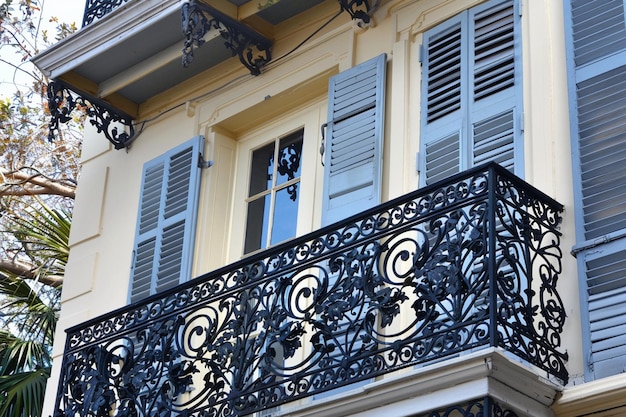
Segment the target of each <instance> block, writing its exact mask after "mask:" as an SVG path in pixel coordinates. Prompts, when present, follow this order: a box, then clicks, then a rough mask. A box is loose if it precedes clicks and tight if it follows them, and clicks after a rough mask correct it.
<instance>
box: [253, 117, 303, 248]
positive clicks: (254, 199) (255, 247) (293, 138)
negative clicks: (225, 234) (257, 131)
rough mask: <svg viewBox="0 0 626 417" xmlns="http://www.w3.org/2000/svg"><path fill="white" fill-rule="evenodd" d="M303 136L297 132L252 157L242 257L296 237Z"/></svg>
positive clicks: (276, 141) (259, 149)
mask: <svg viewBox="0 0 626 417" xmlns="http://www.w3.org/2000/svg"><path fill="white" fill-rule="evenodd" d="M303 135H304V130H303V129H300V130H298V131H297V132H294V133H292V134H290V135H288V136H285V137H282V138H279V139H277V140H274V141H273V142H271V143H269V144H267V145H265V146H263V147H262V148H259V149H257V150H255V151H254V152H253V153H252V162H251V167H250V188H249V193H248V200H247V204H248V210H247V220H246V239H245V246H244V253H250V252H253V251H255V250H258V249H262V248H265V247H267V246H269V245H274V244H276V243H280V242H282V241H284V240H287V239H290V238H292V237H294V236H295V235H296V225H297V220H298V202H299V194H300V193H299V185H300V175H301V165H302V164H301V160H302V139H303Z"/></svg>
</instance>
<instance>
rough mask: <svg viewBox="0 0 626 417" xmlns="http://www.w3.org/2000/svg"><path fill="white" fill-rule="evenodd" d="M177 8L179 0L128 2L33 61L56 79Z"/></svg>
mask: <svg viewBox="0 0 626 417" xmlns="http://www.w3.org/2000/svg"><path fill="white" fill-rule="evenodd" d="M178 10H180V0H142V1H131V2H128V3H127V4H126V5H125V6H124V12H123V13H119V14H116V17H115V18H114V19H102V20H98V21H95V22H93V23H91V24H90V25H88V26H86V27H84V28H82V29H80V30H79V31H78V32H76V33H73V34H72V35H70V36H69V37H67V38H65V39H63V40H62V41H60V42H58V43H55V44H54V45H52V46H51V47H50V48H48V49H46V50H45V51H43V52H41V53H40V54H38V55H37V56H35V57H34V58H33V59H32V61H33V63H34V64H35V65H36V66H37V67H38V68H39V69H40V70H41V71H42V72H43V73H44V74H45V75H46V76H47V77H49V78H52V79H58V78H59V77H60V76H62V75H63V74H65V73H67V72H70V71H72V70H74V69H76V68H78V67H80V66H81V65H83V64H85V63H86V62H88V61H89V60H90V59H92V58H93V57H94V56H97V55H99V54H102V53H105V52H107V51H110V50H111V49H113V48H114V47H116V46H118V45H120V44H122V43H123V42H125V41H127V40H128V39H129V38H131V37H133V36H136V34H137V32H138V30H140V29H141V28H143V27H146V26H149V25H151V24H155V23H156V22H157V21H160V20H161V19H163V16H166V15H171V14H175V13H177V12H178Z"/></svg>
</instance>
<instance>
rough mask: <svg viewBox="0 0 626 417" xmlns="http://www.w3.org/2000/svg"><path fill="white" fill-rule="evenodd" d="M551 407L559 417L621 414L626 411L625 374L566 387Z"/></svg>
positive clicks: (625, 388) (555, 413)
mask: <svg viewBox="0 0 626 417" xmlns="http://www.w3.org/2000/svg"><path fill="white" fill-rule="evenodd" d="M552 409H553V410H554V411H555V414H556V415H557V416H559V417H578V416H587V415H594V416H596V415H598V416H600V415H605V414H601V413H602V412H603V411H604V412H607V411H608V410H612V411H611V412H609V413H607V414H606V415H622V414H620V413H619V411H618V410H622V412H624V411H626V374H620V375H615V376H612V377H608V378H602V379H599V380H597V381H592V382H587V383H584V384H581V385H577V386H573V387H567V388H565V389H564V390H563V392H562V393H561V394H560V396H559V398H558V399H557V400H556V402H555V403H554V406H553V407H552Z"/></svg>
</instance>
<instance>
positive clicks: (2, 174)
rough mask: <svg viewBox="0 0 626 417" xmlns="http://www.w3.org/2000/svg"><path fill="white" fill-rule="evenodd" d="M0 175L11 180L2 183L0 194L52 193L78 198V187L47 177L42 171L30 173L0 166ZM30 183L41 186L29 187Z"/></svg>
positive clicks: (54, 193) (60, 195)
mask: <svg viewBox="0 0 626 417" xmlns="http://www.w3.org/2000/svg"><path fill="white" fill-rule="evenodd" d="M0 176H2V177H3V178H4V179H5V181H6V180H9V181H11V182H8V181H7V182H5V183H4V184H1V185H0V195H13V196H23V195H29V194H38V195H42V194H51V195H58V196H62V197H69V198H76V189H75V188H74V187H73V186H68V185H65V184H62V183H60V182H58V181H56V180H53V179H50V178H47V177H46V176H44V175H43V174H41V173H40V172H37V173H35V174H29V173H26V172H23V171H21V170H16V171H7V170H4V169H1V168H0ZM28 185H34V186H37V187H39V188H29V187H28ZM14 187H21V188H22V189H23V190H15V189H12V188H14Z"/></svg>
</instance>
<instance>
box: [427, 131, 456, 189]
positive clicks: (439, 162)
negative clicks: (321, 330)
mask: <svg viewBox="0 0 626 417" xmlns="http://www.w3.org/2000/svg"><path fill="white" fill-rule="evenodd" d="M425 153H426V156H425V157H426V173H425V174H426V184H427V185H428V184H432V183H435V182H437V181H440V180H444V179H446V178H448V177H450V176H451V175H454V174H456V173H458V172H459V167H460V148H459V135H458V134H453V135H450V136H448V137H446V138H443V139H441V140H438V141H435V142H430V143H428V144H426V148H425Z"/></svg>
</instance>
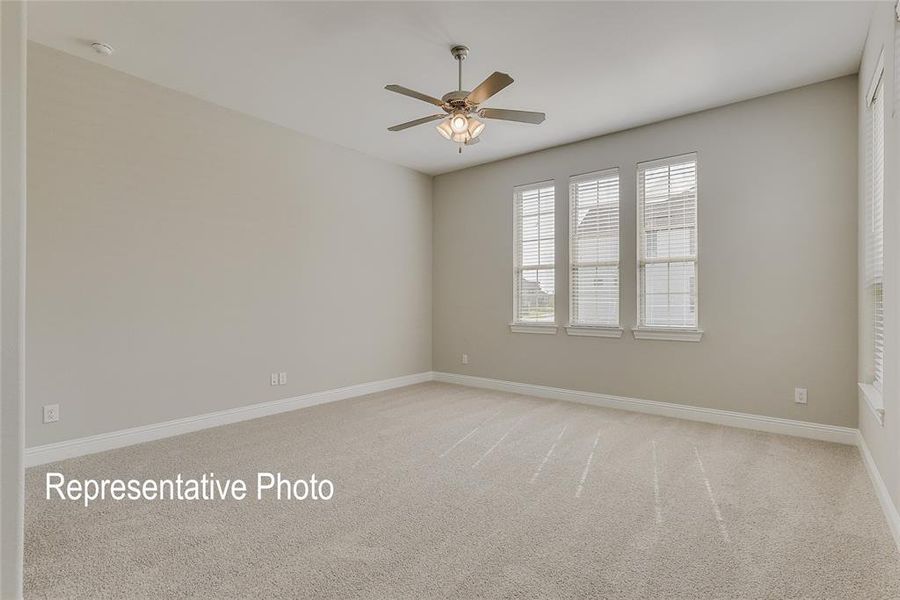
• • • • •
• **Work required**:
What you return must match the material above exactly, minus its pictures.

• **Solution for this task**:
Segment the target of each <instance> block, writing its exact mask after "mask:" as an SVG path in pixel coordinates. Prompts, when present, follow this order: a box, then clicks, then a rough mask. A box is loose if it precedes clicks and tight if it follows them, and clicks after a rough mask correct it.
<instance>
box: [253, 117, 303, 248]
positive clicks: (254, 199) (255, 247) (293, 138)
negative clicks: (225, 234) (257, 131)
rough mask: <svg viewBox="0 0 626 417" xmlns="http://www.w3.org/2000/svg"><path fill="white" fill-rule="evenodd" d="M303 136L297 132L252 157L242 257L296 237Z"/></svg>
positive clicks: (276, 141) (259, 149)
mask: <svg viewBox="0 0 626 417" xmlns="http://www.w3.org/2000/svg"><path fill="white" fill-rule="evenodd" d="M303 135H304V130H303V129H300V130H298V131H297V132H294V133H292V134H290V135H288V136H285V137H282V138H279V139H277V140H274V141H273V142H271V143H269V144H267V145H265V146H263V147H262V148H259V149H257V150H255V151H254V152H253V153H252V162H251V167H250V188H249V193H248V200H247V204H248V210H247V220H246V239H245V246H244V253H250V252H253V251H255V250H258V249H262V248H265V247H267V246H269V245H274V244H276V243H280V242H282V241H284V240H287V239H290V238H292V237H294V236H295V235H296V225H297V220H298V202H299V194H300V193H299V185H300V175H301V165H302V164H301V160H302V139H303Z"/></svg>
</instance>
<instance>
rough mask: <svg viewBox="0 0 626 417" xmlns="http://www.w3.org/2000/svg"><path fill="white" fill-rule="evenodd" d="M177 8L179 0L128 2L33 61L56 79Z"/></svg>
mask: <svg viewBox="0 0 626 417" xmlns="http://www.w3.org/2000/svg"><path fill="white" fill-rule="evenodd" d="M178 10H180V0H142V1H131V2H128V3H127V4H126V5H125V6H124V12H123V13H119V14H116V17H115V18H114V19H102V20H98V21H95V22H93V23H91V24H90V25H88V26H86V27H84V28H82V29H80V30H79V31H78V32H76V33H73V34H72V35H70V36H69V37H67V38H65V39H63V40H62V41H60V42H58V43H55V44H54V45H52V46H51V47H50V48H48V49H46V50H45V51H43V52H41V53H40V54H38V55H37V56H35V57H34V58H33V59H32V61H33V63H34V64H35V65H36V66H37V67H38V68H39V69H40V70H41V71H42V72H43V73H44V74H45V75H46V76H47V77H49V78H52V79H58V78H59V77H60V76H62V75H63V74H65V73H67V72H70V71H72V70H74V69H76V68H78V67H80V66H81V65H83V64H85V63H86V62H88V61H89V60H90V59H92V58H93V57H94V56H97V55H99V54H102V53H105V52H107V51H110V50H111V49H113V48H114V47H116V46H118V45H120V44H122V43H123V42H125V41H127V40H128V39H129V38H131V37H133V36H136V34H137V32H138V30H140V29H141V28H143V27H146V26H149V25H151V24H155V23H156V22H157V21H160V20H161V19H163V16H166V15H171V14H175V13H177V12H178Z"/></svg>
</instance>
<instance>
rough mask: <svg viewBox="0 0 626 417" xmlns="http://www.w3.org/2000/svg"><path fill="white" fill-rule="evenodd" d="M551 407L559 417L621 414L626 411L625 374L566 387Z"/></svg>
positive clicks: (625, 388) (555, 413)
mask: <svg viewBox="0 0 626 417" xmlns="http://www.w3.org/2000/svg"><path fill="white" fill-rule="evenodd" d="M552 409H553V410H554V411H555V414H556V415H557V416H559V417H578V416H587V415H594V416H596V415H598V416H600V415H605V414H601V413H602V412H603V411H604V412H607V411H608V410H612V411H611V412H609V413H607V414H606V415H622V414H620V413H619V411H618V410H622V412H624V411H626V374H620V375H615V376H612V377H608V378H602V379H599V380H597V381H592V382H587V383H584V384H581V385H577V386H573V387H567V388H565V389H564V390H563V392H562V393H561V394H560V396H559V398H558V399H557V400H556V402H555V403H554V406H553V407H552Z"/></svg>
</instance>
<instance>
positive clicks: (2, 174)
rough mask: <svg viewBox="0 0 626 417" xmlns="http://www.w3.org/2000/svg"><path fill="white" fill-rule="evenodd" d="M0 175L11 180L2 183L0 194L52 193L78 198V187L47 177L42 171L30 173L0 166ZM30 183L41 186L29 187Z"/></svg>
positive clicks: (54, 193) (60, 195)
mask: <svg viewBox="0 0 626 417" xmlns="http://www.w3.org/2000/svg"><path fill="white" fill-rule="evenodd" d="M0 176H2V177H3V178H4V179H5V181H6V180H9V181H11V182H8V181H7V182H5V183H4V184H1V185H0V195H13V196H23V195H29V194H38V195H42V194H51V195H58V196H62V197H69V198H76V189H75V188H74V187H73V186H68V185H65V184H62V183H60V182H58V181H56V180H53V179H50V178H47V177H46V176H44V175H43V174H41V173H40V172H37V173H35V174H29V173H26V172H23V171H21V170H16V171H7V170H4V169H1V168H0ZM28 185H34V186H37V187H39V188H29V187H28ZM14 187H21V188H22V189H23V190H15V189H12V188H14Z"/></svg>
</instance>
<instance>
box: [427, 131, 456, 189]
positive clicks: (439, 162)
negative clicks: (321, 330)
mask: <svg viewBox="0 0 626 417" xmlns="http://www.w3.org/2000/svg"><path fill="white" fill-rule="evenodd" d="M425 153H426V156H425V157H426V173H425V174H426V184H427V185H428V184H432V183H435V182H437V181H440V180H444V179H446V178H448V177H450V176H451V175H454V174H456V173H458V172H459V167H460V148H459V135H458V134H453V135H450V136H448V137H446V138H443V139H441V140H438V141H435V142H430V143H428V144H426V148H425Z"/></svg>
</instance>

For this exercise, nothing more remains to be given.